Instructions for the task ▸
Return only the tail of the data below, word for word: the line with "Please mark the girl's eye" and each line after it through the final one.

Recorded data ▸
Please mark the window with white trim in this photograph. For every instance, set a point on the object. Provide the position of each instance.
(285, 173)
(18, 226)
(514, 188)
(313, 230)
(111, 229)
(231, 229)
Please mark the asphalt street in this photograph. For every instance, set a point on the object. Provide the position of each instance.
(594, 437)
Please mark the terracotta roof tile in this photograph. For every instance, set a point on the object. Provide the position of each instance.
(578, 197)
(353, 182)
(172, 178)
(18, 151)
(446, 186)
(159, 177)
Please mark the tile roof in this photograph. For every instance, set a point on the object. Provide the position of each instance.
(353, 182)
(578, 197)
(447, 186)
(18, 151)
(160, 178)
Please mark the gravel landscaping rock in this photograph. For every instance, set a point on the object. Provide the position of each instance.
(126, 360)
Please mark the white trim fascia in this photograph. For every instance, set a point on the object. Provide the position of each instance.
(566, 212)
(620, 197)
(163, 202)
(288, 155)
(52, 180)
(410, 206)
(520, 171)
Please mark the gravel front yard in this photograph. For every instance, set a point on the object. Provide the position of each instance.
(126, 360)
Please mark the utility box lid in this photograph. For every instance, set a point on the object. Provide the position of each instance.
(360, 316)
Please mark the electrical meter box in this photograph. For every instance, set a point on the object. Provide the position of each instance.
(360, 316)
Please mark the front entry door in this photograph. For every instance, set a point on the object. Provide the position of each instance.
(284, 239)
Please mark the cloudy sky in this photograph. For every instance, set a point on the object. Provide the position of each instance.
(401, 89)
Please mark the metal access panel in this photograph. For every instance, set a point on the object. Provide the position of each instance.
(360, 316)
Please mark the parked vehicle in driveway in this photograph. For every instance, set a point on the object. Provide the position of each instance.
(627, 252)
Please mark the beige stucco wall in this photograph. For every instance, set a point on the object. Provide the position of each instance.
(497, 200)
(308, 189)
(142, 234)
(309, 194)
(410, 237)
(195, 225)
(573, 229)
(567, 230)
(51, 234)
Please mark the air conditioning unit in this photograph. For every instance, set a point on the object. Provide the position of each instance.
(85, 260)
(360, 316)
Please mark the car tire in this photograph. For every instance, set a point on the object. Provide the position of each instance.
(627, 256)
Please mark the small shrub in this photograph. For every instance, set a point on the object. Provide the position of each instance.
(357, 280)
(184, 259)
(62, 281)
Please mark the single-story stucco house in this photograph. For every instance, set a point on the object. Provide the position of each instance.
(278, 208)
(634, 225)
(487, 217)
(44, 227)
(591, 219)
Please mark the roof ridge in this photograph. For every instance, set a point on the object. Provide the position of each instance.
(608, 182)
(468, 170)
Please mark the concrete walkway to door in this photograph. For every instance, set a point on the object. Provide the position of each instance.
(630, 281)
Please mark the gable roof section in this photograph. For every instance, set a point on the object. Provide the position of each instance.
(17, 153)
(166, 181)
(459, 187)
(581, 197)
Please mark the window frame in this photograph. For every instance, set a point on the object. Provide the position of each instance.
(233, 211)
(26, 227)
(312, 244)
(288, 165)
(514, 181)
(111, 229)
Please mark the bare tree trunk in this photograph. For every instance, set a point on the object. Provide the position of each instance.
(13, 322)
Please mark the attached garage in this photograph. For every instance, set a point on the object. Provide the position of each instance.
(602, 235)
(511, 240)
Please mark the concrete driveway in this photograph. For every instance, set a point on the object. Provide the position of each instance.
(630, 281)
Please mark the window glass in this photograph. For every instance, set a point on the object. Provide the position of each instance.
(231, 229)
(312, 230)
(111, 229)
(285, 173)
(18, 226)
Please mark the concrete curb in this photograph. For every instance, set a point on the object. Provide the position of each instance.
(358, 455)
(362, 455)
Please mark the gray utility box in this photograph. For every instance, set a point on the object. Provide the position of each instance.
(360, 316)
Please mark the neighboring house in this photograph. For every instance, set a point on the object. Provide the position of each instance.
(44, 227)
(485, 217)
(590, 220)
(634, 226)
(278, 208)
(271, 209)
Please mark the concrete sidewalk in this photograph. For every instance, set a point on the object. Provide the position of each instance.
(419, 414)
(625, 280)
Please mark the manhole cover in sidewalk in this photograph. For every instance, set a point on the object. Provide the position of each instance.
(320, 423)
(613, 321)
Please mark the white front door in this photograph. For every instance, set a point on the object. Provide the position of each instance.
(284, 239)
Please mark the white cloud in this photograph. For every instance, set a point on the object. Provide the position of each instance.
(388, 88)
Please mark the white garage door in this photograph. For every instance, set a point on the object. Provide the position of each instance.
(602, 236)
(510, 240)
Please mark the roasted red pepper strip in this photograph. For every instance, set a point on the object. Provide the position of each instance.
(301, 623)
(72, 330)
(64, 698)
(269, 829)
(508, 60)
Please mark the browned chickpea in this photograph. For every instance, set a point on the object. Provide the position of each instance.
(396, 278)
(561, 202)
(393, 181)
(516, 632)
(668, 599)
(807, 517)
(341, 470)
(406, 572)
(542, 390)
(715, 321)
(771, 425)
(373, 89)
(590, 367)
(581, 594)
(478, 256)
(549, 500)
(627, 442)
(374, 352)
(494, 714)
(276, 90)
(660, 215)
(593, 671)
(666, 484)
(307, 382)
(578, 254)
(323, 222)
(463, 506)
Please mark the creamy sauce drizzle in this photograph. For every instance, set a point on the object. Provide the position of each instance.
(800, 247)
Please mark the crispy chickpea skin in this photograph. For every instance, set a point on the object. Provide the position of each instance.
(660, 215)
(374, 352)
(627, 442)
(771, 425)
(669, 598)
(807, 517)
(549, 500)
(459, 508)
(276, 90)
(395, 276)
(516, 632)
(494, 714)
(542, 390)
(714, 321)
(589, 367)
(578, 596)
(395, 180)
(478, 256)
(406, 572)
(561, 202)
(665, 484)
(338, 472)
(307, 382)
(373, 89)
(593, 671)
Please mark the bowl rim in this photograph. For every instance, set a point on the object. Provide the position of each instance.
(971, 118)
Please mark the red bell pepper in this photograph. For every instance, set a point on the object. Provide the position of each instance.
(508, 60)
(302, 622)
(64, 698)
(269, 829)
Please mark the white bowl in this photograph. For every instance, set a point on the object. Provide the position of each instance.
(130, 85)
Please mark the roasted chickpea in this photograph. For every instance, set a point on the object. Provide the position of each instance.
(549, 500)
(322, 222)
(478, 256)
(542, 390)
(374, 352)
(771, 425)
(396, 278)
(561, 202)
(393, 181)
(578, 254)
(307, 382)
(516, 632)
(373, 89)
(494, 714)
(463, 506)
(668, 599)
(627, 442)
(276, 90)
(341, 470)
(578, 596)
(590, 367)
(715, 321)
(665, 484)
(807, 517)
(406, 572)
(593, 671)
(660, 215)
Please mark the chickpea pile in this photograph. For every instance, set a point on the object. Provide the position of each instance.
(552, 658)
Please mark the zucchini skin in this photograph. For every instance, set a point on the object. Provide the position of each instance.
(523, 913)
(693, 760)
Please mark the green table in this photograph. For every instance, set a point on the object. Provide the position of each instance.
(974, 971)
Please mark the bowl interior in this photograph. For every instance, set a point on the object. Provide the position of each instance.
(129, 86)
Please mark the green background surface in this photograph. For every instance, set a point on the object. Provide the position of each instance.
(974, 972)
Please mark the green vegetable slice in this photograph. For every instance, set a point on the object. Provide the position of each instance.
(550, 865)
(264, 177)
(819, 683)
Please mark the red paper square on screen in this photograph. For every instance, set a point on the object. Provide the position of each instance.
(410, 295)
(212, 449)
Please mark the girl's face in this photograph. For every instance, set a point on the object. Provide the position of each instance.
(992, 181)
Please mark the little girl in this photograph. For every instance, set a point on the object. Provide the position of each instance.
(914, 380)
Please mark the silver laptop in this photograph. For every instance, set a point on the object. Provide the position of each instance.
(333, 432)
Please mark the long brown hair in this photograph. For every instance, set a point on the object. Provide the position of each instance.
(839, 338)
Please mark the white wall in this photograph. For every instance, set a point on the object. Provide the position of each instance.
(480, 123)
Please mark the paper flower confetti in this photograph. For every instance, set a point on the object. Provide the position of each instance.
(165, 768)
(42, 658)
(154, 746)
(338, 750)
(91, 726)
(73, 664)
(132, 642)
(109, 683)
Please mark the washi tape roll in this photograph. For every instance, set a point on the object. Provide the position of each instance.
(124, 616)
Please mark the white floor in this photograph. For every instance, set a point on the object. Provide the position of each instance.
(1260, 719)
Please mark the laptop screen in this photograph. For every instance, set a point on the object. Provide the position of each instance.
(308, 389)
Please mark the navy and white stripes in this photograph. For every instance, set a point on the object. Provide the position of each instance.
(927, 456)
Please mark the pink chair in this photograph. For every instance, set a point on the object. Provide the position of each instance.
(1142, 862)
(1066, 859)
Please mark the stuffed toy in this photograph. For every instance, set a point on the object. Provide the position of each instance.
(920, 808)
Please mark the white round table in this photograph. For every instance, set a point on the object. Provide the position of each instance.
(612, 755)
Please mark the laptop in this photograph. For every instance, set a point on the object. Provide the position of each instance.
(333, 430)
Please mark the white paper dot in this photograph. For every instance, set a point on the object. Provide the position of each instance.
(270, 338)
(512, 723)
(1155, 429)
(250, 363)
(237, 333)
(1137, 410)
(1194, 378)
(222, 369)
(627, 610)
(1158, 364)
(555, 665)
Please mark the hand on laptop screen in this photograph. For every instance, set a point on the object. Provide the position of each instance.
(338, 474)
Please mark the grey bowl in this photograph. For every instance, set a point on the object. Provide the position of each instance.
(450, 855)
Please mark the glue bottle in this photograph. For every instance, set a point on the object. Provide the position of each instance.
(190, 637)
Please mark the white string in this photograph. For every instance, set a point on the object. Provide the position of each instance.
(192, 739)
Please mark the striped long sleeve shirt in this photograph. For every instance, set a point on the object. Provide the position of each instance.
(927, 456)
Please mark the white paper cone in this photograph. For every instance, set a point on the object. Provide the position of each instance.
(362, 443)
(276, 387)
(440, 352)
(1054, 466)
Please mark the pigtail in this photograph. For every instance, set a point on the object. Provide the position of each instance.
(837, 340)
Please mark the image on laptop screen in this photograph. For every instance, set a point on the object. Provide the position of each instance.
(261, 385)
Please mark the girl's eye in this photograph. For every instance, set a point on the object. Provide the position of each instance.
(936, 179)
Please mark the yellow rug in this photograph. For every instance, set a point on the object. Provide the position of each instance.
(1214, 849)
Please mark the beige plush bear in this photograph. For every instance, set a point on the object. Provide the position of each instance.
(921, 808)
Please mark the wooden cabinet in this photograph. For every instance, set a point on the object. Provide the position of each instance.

Response below ▸
Please mark the girl's eye in this photograph. For every instance, set a point on the object. Provide the position of each instance.
(936, 179)
Please mark the yellow rug in this photograph. For every instance, set a point on the object. Provide the position of each instance.
(1214, 849)
Please mark the beige plush bear in this photograph. For every instance, set a point on the object. Provide the position of each instance.
(921, 808)
Please mark the wooden cabinet in this photograph. For every instance, set a point on the object. Provide the position of each instance.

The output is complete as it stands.